• **Written task 1**: In the forum thread on power supplies below, translate the sentence "Don't go cheap on the PSU." into Spanish.

• **Document**:
┌────────

Therefore, it will be the first part I change. I need recommendations for good PSUs under £80 that would handle future upgrades -

Overclocked FX 8350
2 x SSDs
2 x HDDs
1 x BluRay
GTX 670 or HD 7970
5 x LED Fans
2 x 8gb DDR 3 Sticks

Any help would be much appreciated. Amazon UK or ebuyer would be my etailers of choice.


----------



## JrRacinFan (Nov 28, 2012)

I hope the ram is DDR3 and not 3 kits of 2x8GB DDR (just kidding)

Looks good my friend. Corsair or Seasonic 650W or above would be plenty. 750W or above for future. Also 1 bigger SSD would be fine.


----------



## TheMailMan78 (Nov 28, 2012)

Get a better PSU ASAP. Skip the SSD for now. Don't go cheap on the PSU. All those goodies will be a garbage if a cheap PSU frys them.


----------



## XL-R8R (Nov 28, 2012)

Corsair TX750M 750W Modular PSU | Ebuyer.com


Link for you, Sir.


----------



## TheMailMan78 (Nov 28, 2012)

XL-R8R said:


> Corsair TX750M 750W Modular PSU | Ebuyer.com
> 
> 
> Link for you, Sir.



No. Get a Seasonic or something with low ripple.


----------



## PatoRodrigues (Nov 28, 2012)

Welcome!

What a bargain there... nice machine for the price.

Really, a SSD would be fantastic for your rig. But i think you should get a better PSU because you must protect all of your investments. 

I'm just throwing it out, but OCZ Vertex 4 prices are dropping and are great SSD's. Would be a really nice upgrade. 

If you don't mind, i'll give you a air cooler suggestion: EVGA Superclock (i think it's compatible with AM3+...)

└────────

Dataset records:
┌────────

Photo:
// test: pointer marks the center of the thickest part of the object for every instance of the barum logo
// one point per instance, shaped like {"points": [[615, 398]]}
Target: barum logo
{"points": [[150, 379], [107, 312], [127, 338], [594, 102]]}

└────────

• **Written task 2**: Give every line of the records above as a JSON list of strings, one string per line, leaving out blank lines.

• **Problem solution 1**: No escatimes en la fuente de alimentación.

• **Problem solution 2**:
[
  "Photo:",
  "// test: pointer marks the center of the thickest part of the object for every instance of the barum logo",
  "// one point per instance, shaped like {\"points\": [[615, 398]]}",
  "Target: barum logo",
  "{\"points\": [[150, 379], [107, 312], [127, 338], [594, 102]]}"
]